— Start The records —

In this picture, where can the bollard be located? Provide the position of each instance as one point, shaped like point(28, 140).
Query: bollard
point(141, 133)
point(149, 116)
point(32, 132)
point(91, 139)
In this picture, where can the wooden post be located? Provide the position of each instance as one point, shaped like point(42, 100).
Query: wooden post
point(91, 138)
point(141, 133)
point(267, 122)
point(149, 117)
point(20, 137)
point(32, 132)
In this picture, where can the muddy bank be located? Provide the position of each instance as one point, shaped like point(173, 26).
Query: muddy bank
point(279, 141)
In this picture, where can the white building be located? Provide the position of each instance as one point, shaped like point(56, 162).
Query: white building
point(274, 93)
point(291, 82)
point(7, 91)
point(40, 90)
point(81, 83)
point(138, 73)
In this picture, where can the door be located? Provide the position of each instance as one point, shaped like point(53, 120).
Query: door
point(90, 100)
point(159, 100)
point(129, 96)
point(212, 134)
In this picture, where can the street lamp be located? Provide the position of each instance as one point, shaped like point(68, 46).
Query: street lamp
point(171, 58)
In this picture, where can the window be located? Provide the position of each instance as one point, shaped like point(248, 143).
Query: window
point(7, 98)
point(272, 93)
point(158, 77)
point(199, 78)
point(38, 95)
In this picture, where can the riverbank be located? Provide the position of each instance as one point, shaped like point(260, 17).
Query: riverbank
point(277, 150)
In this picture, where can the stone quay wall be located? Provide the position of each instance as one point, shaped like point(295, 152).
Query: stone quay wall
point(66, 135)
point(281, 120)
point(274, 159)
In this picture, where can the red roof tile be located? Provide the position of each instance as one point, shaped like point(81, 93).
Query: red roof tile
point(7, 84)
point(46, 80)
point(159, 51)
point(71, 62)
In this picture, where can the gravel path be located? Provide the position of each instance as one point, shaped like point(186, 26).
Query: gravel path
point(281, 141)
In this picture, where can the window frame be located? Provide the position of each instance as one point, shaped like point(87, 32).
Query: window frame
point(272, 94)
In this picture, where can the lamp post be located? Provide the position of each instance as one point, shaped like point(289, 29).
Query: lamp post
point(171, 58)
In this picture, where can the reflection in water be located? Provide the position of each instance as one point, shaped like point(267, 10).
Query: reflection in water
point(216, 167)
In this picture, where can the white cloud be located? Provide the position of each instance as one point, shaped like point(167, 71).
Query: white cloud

— End The records —

## What to produce
Reproduce the material above word for word, from its first line to its last, changing and leaving out nothing.

## Exercise answer
In this picture, where can the bollard be located? Provide the position of each instance as one point, shaped like point(28, 140).
Query: bollard
point(141, 133)
point(149, 116)
point(32, 132)
point(91, 139)
In this picture, where can the wooden post be located? Provide the position of each instance as one point, shaped like point(42, 100).
Query: wooden post
point(91, 138)
point(141, 133)
point(267, 122)
point(149, 117)
point(20, 137)
point(32, 132)
In this picture, where can the muddy bank be located? Provide the position of each instance as one point, shaped like point(173, 26).
Query: muddy bank
point(279, 141)
In this picture, where can the white building be located? Provide the position of each instance as one point, shaped like point(56, 162).
Query: white building
point(274, 93)
point(291, 82)
point(7, 91)
point(40, 90)
point(81, 83)
point(138, 73)
In this picture, where can the door be located? Provide the position of each instance as one point, shaped like point(53, 120).
Query: door
point(90, 100)
point(159, 100)
point(129, 96)
point(212, 134)
In this picture, where can the street lamp be located? Provide the position of each instance as one point, shaped like point(68, 46).
Query: street lamp
point(171, 58)
In this picture, where can the window be located? Provide the position of each instance as one point, shaped like point(248, 143).
Query: window
point(7, 98)
point(272, 93)
point(158, 77)
point(199, 78)
point(38, 95)
In this picture, where can the riverbank be located? Provide the position of each instance as one point, shaped like point(260, 17).
Query: riverbank
point(277, 150)
In this picture, where can the stone quay wall be located? Provide the position of each instance as one point, shaped like point(295, 152).
Query: stone quay wall
point(66, 135)
point(281, 120)
point(274, 159)
In this picture, where can the red roof tile be located? Provide the position of each instance as one point, shaped like point(81, 93).
Query: red roof tile
point(7, 84)
point(46, 80)
point(159, 51)
point(71, 62)
In this picture, where can the gravel path be located? Provide the position of each instance as one point, shaped like point(186, 26).
Query: gravel path
point(281, 141)
In this picture, where can the window frame be located? Provide the position of each instance as one point, shaped like point(87, 32).
Query: window frame
point(272, 94)
In this picture, where can the lamp post be located? Provide the position of each instance as one point, shaped like point(289, 29).
Query: lamp post
point(171, 58)
In this picture, where can the reflection in water be located? Provide the position of each instance as one point, shaped like point(267, 10).
Query: reflection in water
point(216, 167)
In this picture, where can the white cloud be located? Provide the position of each instance as one point, shaped like point(167, 71).
Query: white cloud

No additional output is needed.